- **Image region labeling records**
------------

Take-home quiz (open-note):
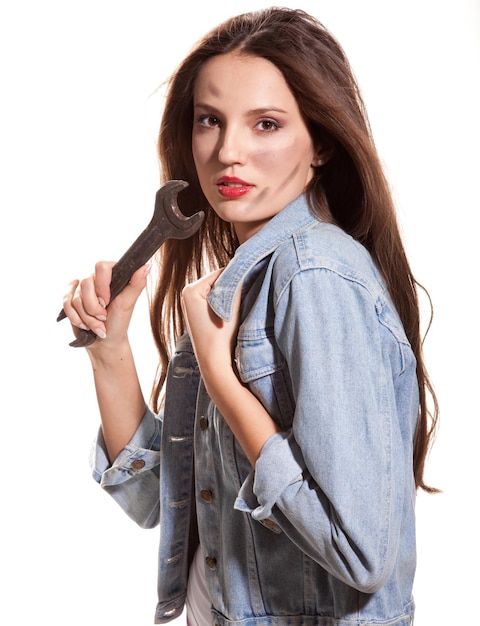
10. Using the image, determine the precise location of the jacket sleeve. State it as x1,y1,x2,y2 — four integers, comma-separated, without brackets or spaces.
236,269,418,593
90,408,163,528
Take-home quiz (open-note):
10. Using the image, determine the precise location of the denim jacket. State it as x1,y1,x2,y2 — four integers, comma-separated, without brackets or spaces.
93,196,418,626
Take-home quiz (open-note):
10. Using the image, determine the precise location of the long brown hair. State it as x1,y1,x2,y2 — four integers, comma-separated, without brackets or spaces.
151,8,438,491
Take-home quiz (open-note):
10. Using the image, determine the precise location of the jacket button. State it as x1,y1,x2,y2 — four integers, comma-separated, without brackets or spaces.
200,489,213,502
205,556,217,569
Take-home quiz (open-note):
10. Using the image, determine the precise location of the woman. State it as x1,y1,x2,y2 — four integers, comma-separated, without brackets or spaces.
64,8,437,626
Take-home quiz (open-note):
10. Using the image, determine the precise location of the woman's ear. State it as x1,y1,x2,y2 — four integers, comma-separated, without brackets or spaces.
312,144,334,167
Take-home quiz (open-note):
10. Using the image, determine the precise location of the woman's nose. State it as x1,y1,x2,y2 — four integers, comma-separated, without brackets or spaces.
218,129,246,165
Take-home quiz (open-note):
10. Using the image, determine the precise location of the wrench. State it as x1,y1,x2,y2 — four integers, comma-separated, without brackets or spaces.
57,180,205,348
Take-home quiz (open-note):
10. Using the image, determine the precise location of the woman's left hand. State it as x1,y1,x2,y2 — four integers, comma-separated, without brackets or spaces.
182,269,241,377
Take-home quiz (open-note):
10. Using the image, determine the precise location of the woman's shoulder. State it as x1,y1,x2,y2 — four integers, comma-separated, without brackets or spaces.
275,221,382,284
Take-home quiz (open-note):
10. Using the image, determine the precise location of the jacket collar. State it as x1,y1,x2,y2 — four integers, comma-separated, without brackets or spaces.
208,194,318,321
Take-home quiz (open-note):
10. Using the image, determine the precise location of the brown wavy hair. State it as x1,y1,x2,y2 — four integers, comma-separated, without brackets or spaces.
151,7,438,492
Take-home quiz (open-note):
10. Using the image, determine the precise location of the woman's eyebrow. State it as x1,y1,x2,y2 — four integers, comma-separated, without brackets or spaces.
194,102,288,115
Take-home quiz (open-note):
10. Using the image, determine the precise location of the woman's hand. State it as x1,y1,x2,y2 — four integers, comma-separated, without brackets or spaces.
63,261,150,350
182,269,241,378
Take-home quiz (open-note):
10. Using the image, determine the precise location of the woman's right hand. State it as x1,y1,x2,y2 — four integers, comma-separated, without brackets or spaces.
63,261,150,351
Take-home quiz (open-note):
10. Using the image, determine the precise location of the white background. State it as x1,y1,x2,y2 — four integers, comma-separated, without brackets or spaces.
0,0,480,626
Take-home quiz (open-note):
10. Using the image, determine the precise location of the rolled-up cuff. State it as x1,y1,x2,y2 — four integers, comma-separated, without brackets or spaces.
235,433,303,521
90,408,162,487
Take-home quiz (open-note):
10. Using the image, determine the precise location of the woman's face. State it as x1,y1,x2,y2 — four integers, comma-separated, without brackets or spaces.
192,52,316,243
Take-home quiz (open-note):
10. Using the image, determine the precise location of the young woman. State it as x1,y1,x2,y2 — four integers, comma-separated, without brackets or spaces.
64,8,436,626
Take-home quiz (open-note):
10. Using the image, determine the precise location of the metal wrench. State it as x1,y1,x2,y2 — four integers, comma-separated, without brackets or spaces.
57,180,205,348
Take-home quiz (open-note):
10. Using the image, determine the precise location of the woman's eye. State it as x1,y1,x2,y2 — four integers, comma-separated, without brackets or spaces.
255,120,279,132
197,115,220,128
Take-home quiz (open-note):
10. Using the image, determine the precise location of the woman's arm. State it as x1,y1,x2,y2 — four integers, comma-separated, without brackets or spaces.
183,270,279,466
64,262,149,462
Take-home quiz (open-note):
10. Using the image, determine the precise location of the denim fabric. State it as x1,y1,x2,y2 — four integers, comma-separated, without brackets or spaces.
93,196,418,626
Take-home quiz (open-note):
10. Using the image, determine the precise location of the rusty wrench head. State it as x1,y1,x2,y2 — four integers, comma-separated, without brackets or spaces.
57,180,205,348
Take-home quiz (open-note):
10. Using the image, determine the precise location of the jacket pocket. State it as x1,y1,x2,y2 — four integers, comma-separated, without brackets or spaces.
235,329,295,430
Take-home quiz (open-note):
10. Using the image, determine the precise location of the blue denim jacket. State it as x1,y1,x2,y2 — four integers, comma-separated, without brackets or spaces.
90,196,418,626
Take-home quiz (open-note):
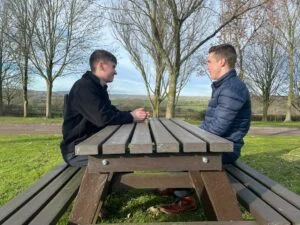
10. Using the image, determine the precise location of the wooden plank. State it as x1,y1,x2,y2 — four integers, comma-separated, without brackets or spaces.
160,118,206,152
227,174,290,225
88,153,222,172
91,221,258,225
0,163,68,224
235,160,300,209
201,171,242,221
129,122,153,154
189,171,217,221
172,118,233,152
75,125,120,155
3,167,78,225
29,168,85,225
225,165,300,224
112,172,193,189
150,118,179,153
102,123,134,155
68,169,109,224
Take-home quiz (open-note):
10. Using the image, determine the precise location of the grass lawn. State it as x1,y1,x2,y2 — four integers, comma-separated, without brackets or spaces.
186,120,300,129
0,116,62,125
0,135,300,224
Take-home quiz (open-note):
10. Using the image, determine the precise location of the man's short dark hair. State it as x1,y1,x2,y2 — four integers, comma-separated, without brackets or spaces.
90,49,117,71
208,44,237,68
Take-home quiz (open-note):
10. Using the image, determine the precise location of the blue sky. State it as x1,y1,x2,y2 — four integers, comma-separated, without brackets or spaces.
29,52,211,96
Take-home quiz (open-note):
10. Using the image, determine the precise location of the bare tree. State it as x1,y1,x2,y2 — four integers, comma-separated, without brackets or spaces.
219,0,267,80
245,32,287,121
31,0,101,118
109,0,267,118
3,71,20,107
7,0,38,117
110,1,171,117
270,0,300,122
0,0,12,116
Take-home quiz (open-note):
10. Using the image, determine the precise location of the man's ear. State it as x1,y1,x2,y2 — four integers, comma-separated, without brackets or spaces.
98,60,104,71
220,58,227,67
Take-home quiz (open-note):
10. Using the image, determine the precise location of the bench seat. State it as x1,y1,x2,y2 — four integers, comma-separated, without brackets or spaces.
0,163,83,225
224,160,300,225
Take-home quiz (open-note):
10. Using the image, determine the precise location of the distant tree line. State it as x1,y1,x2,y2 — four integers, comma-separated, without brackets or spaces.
0,0,300,121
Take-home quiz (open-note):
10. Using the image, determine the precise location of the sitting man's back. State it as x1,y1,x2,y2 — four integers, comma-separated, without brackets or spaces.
200,44,251,163
61,50,148,167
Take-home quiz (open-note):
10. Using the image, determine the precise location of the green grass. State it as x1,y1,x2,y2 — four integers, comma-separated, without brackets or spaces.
0,116,62,125
251,121,300,129
0,135,300,224
0,135,62,205
186,120,300,129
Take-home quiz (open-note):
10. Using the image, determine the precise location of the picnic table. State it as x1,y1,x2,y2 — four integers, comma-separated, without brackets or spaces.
69,118,243,224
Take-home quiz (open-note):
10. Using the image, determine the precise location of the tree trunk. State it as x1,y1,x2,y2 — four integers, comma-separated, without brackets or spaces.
23,56,29,117
0,30,3,116
262,101,269,121
284,46,294,122
166,72,177,119
0,58,3,116
152,96,159,118
239,50,244,80
46,81,53,118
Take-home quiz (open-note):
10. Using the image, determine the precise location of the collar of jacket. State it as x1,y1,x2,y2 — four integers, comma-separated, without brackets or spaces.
212,69,236,88
84,71,107,90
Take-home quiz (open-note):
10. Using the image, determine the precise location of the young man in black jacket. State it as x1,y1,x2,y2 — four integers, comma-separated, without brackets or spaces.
60,50,149,167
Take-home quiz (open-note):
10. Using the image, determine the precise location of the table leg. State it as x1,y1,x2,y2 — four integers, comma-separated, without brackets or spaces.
190,171,242,221
68,169,113,225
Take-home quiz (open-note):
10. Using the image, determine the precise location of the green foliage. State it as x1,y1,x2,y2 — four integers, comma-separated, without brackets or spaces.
0,116,62,125
185,119,300,129
0,135,300,224
0,135,62,205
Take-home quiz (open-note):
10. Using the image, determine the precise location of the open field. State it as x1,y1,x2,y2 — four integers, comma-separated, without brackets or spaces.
0,135,300,224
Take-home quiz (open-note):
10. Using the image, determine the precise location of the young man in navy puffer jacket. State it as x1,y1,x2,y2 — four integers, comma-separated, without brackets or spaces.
160,44,251,215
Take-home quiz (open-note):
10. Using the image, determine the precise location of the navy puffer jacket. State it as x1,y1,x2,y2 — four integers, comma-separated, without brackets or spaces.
200,69,251,163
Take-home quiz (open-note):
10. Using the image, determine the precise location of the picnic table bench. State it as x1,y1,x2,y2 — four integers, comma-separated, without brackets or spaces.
0,119,300,225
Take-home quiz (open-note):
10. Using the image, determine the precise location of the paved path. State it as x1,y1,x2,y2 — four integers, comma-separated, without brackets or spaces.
0,123,300,136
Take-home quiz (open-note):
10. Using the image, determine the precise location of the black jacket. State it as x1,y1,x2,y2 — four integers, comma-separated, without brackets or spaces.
60,71,133,159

------------

- **Task statement**
Write out, unchanged, everything from the start of the records down through the line containing "182,269,241,377", including that line. Leave the pictures out.

- **Solution to the problem**
Take-home quiz (open-note):
10. Using the image, determine the precise location of the jacket sleeve. State it as x1,y1,x2,y2 — four integers, comma-separated, without brackets or spaces.
236,269,418,593
90,408,163,528
Take-home quiz (open-note):
10. Using the image, determine the precise location of the denim jacket. State it as x1,y1,x2,y2 — four integers, comma-separated, without brackets or spaces.
93,196,418,626
Take-home quiz (open-note):
10. Using the image, determine the precise location of the long brown hair. State it as x1,y1,x2,y2 — four integers, comma-separated, without brackets or spaces.
151,8,438,491
Take-home quiz (open-note):
10. Using the image, determine the precise location of the jacket button. State it as x1,y1,x2,y2 — four integers, comma-separated, without brackets or spaces.
200,489,213,502
205,556,217,569
Take-home quiz (open-note):
10. Using the image, determine the precise location of the woman. State it as x1,y1,x2,y2 — four integers, comma-separated, without brackets or spaces.
64,8,437,626
Take-home quiz (open-note):
10. Using the image, determine the precise location of the woman's ear. State it as x1,y1,x2,y2 — four integers, comma-separated, without brackets or spaces.
312,144,334,167
Take-home quiz (open-note):
10. Using the image, determine the precise location of the woman's nose. State it as x1,y1,x2,y2 — four integers, comma-separated, without brackets or spaces.
218,129,246,165
Take-home quiz (open-note):
10. Using the image, determine the precise location of the wrench. State it as x1,y1,x2,y2 — four integers, comma-separated, without brackets or spaces.
57,180,205,348
Take-home quiz (open-note):
10. Using the image, determine the precise location of the woman's left hand. State it as x1,y1,x2,y2 — four integers, comma-separated, without brackets or spaces.
182,269,241,377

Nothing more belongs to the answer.